== STATED PROBLEM 1 ==
Turn the rows in the block that follows the watch forum thread below into a numbered list. Skip blank lines and leave the picture out.

== PASSAGE PROVIDED ==
# Vintage Grana



## brianciaran (Apr 4, 2009)

I have a vintage Grana, early to mid 40's I'd say, very Art Deco, it was purchased in Germany by my Grand Uncle, it works but needs some TLC, winder has a lot of play in it but it does wind, I believe the case might be Gold, Dial has yellowed a lot and markings are poor, can anyone tell me a bit more about Grana? I'd like to get it restored if it has value, can anyone direct me to some sites which offer such a service? I will post a pic if that helps?

I also have a Gents Watch from the 50's belonging to my late Uncle, I have scoured the Web but found nothing on this maker, the name is 'Don', it is marked '21 Jewels' and 'Shockproof' on the dial and has a Stainless Steel back, stamped 'Waterproof 20m' and various other bits of information. It may have a Gold case and it is working, the crown though is completely worn and I'm wondering if it was replaced? I think the crown is Gold, no evidence of plating wear, when examined under the Loupe, just plenty of dings and dents and it's very smooth and has no grip whatsoever! I can also post a pic if it would help?

Many thanks,

Brian


----------



## bjohnson (Oct 2, 2007)

Grana = Kurth Freres = Certina

but other than that ....










please post some pics of the watches (and the movements if you can open them without damaging them)


----------



## Griff (Feb 23, 2003)

ditto


----------



## brianciaran (Apr 4, 2009)

Point taken.

Photos to follow, might be a couple of days.

Thanks for your interest.

Brian


----------

== MATERIAL TO PROCESS ==
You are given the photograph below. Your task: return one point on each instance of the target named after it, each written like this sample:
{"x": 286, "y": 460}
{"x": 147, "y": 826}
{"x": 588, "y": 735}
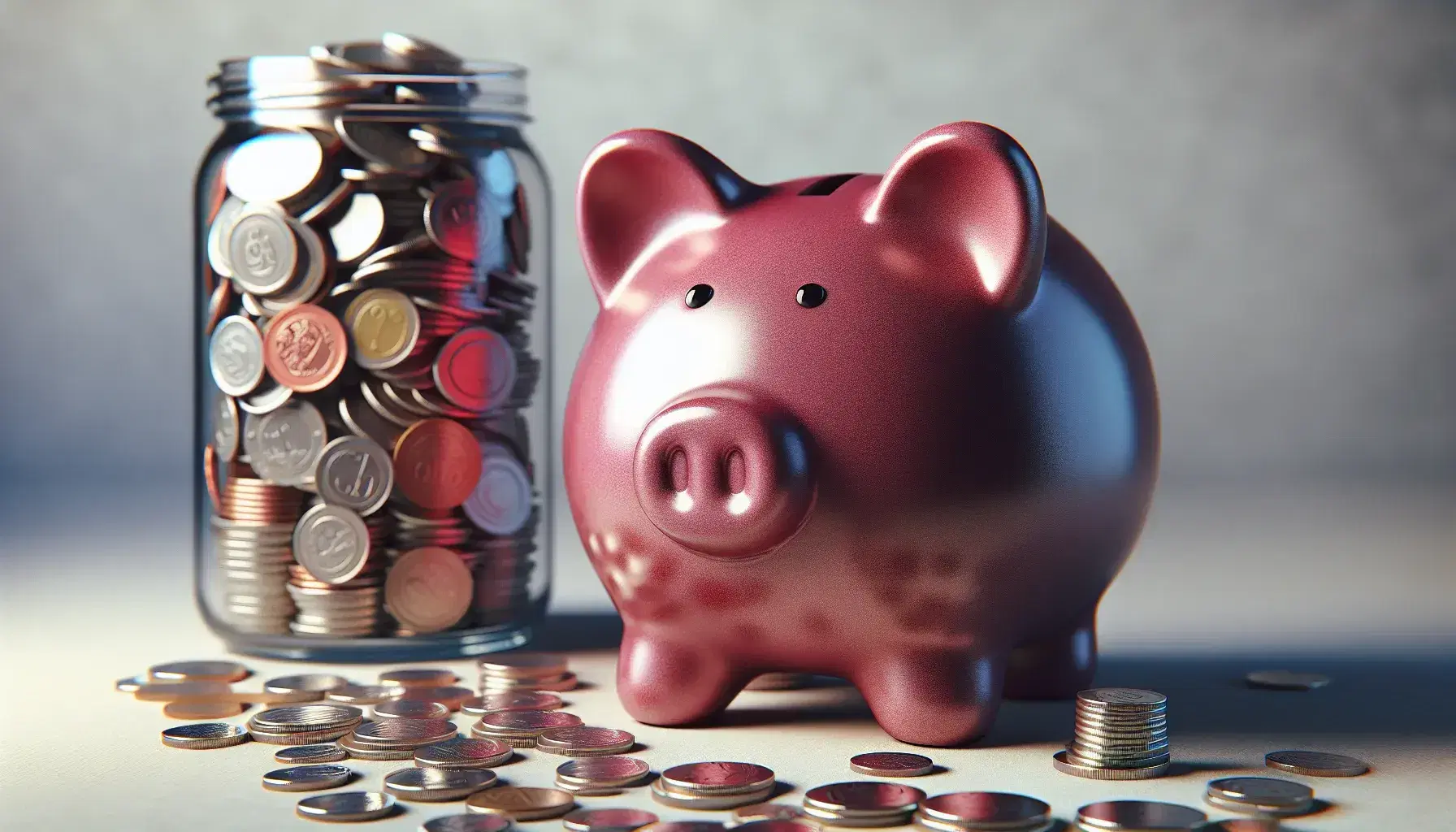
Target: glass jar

== STATED PROBLEM 2 ==
In the watch forum thread, what jewel count is marked on the dial of the watch made by "Don"?

== RESULT 1 ==
1. You are given the photograph below. Your task: return one point on each instance of the target named after it, each written like this sample:
2. {"x": 286, "y": 460}
3. {"x": 147, "y": 826}
4. {"x": 588, "y": 735}
5. Target: glass jar

== RESULT 2 ==
21 Jewels